▶ **What you have to do**:
Rewrite the lines of the material below, changing "green vegetable" to "leafy green vegetable" and leaving everything else as is. Omit the pictures from your output.

■ ■ ■ ■ ■

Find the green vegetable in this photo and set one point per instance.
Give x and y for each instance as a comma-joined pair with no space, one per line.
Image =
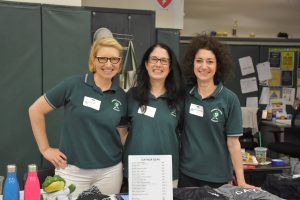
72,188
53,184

■ ■ ■ ■ ■

▶ **Exercise output**:
Find the leafy green vegetable in this photo and set one point per instance.
Give x and y for each instance as a comma-joined pair with no space, one per line.
Image =
72,188
53,184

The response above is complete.